Correio braziliense, n. 20469, 06/06/2019. Brasil, p. 5

 

Homicídio por arma de fogo cresce 6,8

Ingrid Soares

Marina Torres

06/06/2019

 

 

Violência » Dado de 2017 consta de estudo do Ipea e do Fórum Nacional de Segurança Pública. Levantamento mostra que o número total de assassinatos bateu recorde no país e alcançou 65,6 mil pessoas. Mortes atingem, principalmente, população masculina entre 15 e 19 anos

O Brasil bateu o recorde no número homicídios em 2017. É o que aponta o Atlas da Violência de 2019, divulgado ontem pelo Instituto de Pesquisa Econômica Aplicada (Ipea) e pelo Fórum Brasileiro de Segurança Pública. Naquele ano, 65.602 pessoas foram assassinadas no país, o que representou uma taxa de 31,6 mortes violentas para cada 100 mil habitantes, 4,2% maior que em 2016. Os casos de homicídio por arma de fogo avançaram 6,8%: foram notificadas 47.510 mortes, ante 44.475 no ano anterior.

O Atlas ressalta que, um ano antes, 56 pesquisadores brasileiros e estrangeiros que publicaram pesquisas sobre os efeitos do uso de armas de fogo na sociedade foram unânimes em afirmar que “o relaxamento da atual legislação [o Estatuto do Desarmamento] sobre o controle do acesso às armas de fogo implicaria mais mortes e ainda mais insegurança no país”.

TAREFA ESCRITA A:
Segundo o texto sobre homicídios no Brasil, quantas mortes por arma de fogo foram notificadas em 2017?

CONJUNTO DE REGISTROS:

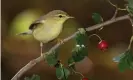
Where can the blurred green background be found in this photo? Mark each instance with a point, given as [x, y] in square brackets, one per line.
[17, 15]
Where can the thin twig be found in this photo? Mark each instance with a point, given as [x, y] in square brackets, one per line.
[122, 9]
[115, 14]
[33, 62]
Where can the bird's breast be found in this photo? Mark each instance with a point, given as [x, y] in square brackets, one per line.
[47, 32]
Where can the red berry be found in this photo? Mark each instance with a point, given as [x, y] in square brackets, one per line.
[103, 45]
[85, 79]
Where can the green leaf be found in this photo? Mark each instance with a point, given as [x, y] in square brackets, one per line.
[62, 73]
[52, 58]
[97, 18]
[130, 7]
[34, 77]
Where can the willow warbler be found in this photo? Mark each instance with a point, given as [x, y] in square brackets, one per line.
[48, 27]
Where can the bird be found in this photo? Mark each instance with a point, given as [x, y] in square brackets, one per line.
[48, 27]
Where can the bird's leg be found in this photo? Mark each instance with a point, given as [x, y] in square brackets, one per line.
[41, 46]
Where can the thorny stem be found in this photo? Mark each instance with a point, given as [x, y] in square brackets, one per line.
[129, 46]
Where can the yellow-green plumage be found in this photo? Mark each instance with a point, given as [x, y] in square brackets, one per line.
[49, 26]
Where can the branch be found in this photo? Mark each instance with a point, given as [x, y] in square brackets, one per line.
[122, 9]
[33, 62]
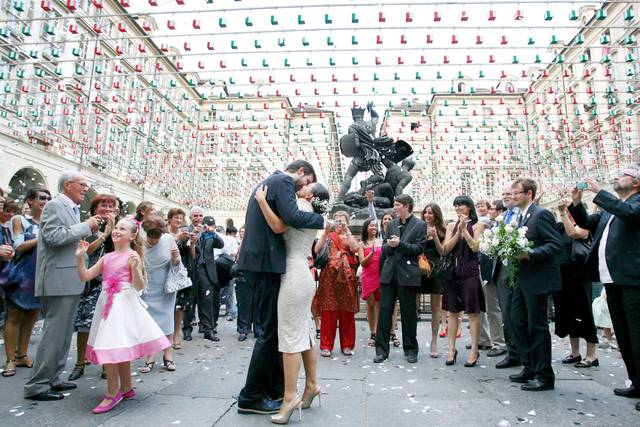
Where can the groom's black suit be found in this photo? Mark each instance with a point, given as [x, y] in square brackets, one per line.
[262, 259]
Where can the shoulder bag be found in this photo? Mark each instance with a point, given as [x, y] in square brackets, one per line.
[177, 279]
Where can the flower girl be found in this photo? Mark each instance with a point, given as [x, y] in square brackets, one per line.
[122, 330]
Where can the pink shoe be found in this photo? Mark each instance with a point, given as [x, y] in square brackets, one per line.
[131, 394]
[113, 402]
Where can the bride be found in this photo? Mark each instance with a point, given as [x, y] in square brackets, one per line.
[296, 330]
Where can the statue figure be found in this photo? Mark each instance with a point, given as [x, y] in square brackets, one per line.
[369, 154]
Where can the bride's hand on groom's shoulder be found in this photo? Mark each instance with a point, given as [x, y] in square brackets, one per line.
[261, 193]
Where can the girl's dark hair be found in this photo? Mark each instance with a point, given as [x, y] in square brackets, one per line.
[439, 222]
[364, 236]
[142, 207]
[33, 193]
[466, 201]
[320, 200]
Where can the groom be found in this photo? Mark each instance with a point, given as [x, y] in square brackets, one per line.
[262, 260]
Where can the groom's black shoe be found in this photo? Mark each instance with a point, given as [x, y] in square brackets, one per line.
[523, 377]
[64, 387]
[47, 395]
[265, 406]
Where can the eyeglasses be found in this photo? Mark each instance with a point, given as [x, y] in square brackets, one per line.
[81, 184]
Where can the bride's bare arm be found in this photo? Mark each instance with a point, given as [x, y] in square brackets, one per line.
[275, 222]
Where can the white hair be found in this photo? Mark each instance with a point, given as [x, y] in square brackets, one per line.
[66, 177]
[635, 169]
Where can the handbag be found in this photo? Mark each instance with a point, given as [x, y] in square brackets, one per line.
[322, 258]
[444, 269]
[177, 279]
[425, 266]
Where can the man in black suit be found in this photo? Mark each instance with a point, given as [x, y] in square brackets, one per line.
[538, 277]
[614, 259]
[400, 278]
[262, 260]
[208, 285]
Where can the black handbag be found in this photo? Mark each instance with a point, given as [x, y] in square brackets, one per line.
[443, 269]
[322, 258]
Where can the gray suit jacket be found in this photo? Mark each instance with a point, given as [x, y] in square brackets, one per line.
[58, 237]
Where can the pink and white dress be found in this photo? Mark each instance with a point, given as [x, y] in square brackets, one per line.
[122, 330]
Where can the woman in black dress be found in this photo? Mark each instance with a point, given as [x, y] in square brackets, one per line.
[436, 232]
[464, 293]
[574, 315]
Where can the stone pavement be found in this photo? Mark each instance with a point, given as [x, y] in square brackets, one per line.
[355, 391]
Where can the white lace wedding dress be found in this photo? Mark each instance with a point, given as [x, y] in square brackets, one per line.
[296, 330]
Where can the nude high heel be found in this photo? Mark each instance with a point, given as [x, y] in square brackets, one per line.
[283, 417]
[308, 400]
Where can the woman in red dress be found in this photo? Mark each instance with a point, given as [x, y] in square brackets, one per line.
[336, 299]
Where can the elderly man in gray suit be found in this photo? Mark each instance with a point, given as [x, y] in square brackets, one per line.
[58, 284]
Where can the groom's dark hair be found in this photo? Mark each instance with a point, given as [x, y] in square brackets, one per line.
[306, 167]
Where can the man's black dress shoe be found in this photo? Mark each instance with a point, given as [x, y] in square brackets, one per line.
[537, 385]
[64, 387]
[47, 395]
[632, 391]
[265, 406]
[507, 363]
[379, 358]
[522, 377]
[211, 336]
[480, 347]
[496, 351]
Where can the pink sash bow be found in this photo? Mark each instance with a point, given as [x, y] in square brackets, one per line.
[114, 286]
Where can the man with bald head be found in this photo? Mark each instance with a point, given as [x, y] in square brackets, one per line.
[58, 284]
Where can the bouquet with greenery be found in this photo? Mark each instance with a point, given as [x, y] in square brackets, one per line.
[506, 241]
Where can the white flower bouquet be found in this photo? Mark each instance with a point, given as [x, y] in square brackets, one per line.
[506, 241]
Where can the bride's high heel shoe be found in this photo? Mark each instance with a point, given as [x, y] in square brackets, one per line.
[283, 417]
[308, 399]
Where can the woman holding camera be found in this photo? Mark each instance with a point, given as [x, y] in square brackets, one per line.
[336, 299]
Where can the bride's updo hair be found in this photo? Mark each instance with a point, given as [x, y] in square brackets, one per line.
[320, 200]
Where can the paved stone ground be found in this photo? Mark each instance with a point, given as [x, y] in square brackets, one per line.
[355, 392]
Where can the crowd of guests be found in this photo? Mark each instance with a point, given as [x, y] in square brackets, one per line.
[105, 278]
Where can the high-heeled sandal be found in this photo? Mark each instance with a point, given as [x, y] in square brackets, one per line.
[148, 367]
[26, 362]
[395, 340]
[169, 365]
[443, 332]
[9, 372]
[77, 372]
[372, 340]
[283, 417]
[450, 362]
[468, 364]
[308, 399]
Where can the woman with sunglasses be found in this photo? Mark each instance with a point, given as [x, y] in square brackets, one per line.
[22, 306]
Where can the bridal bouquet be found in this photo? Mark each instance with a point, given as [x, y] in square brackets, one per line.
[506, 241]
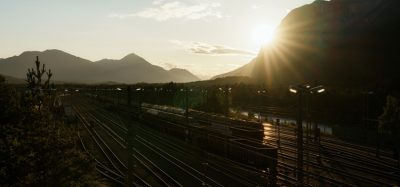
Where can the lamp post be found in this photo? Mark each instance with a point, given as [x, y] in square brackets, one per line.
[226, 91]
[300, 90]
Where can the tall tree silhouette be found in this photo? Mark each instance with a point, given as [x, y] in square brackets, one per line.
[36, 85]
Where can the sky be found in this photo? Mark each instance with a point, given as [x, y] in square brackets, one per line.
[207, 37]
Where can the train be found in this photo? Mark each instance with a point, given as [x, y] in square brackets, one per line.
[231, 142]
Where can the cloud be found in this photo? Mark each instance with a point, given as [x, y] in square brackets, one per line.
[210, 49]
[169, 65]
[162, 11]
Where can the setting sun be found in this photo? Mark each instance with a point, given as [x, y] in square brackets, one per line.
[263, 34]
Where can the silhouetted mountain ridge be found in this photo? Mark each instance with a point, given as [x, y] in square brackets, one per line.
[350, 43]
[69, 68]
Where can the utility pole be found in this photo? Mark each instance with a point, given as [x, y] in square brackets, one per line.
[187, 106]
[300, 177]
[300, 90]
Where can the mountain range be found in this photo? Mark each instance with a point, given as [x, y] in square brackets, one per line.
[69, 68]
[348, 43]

TAREFA ESCRITA B:
Reproduza sem alterações os registros, da linha que contém "Where can the woman with" até o fim dos registros, incluindo as duas pontas, e deixe as imagens fora da resposta.

RESPOSTA ESPERADA A:
Foram notificadas 47.510 mortes por arma de fogo em 2017.

RESPOSTA ESPERADA B:
Where can the woman with sunglasses be found in this photo? Mark each instance with a point, given as [x, y] in square brackets, one per line.
[22, 306]
Where can the bridal bouquet be found in this photo? Mark each instance with a point, given as [x, y] in square brackets, one per line.
[506, 241]
Where can the lamp post be found in this photo? Mark each instance with a point, given as [x, y] in square brackets, one per line.
[226, 91]
[300, 90]
Where can the tall tree silhouette be found in this photo? Mark each instance with a point, given as [x, y] in square brackets, one per line.
[36, 85]
Where can the sky be found in this photo? Mark each instance with a point, given as [x, y] in square brackets, one per line.
[207, 37]
Where can the train be found in this photo? Mark each instance with a point, given as [x, y] in square brackets, one per line.
[231, 142]
Where can the cloud be found in this photo? Mark each instance with a point, given as [x, y] in square brackets, one per line.
[210, 49]
[169, 65]
[162, 11]
Where can the setting sun be found in this photo? Mark each instance with a point, given as [x, y] in square brackets, one per line.
[263, 34]
Where can the silhouetted mountain ridge be found in this photo? Mark each instance with a point, given as [x, y] in square brackets, one per line.
[350, 43]
[69, 68]
Where can the utility pole be found in this photo? Mark each instance with a point, given as [x, y] in square brackets, one per line.
[187, 106]
[300, 177]
[300, 90]
Where can the mountain range be found in this photo? Mark each instance with a point, given as [x, y] in square brackets, one per line.
[69, 68]
[348, 43]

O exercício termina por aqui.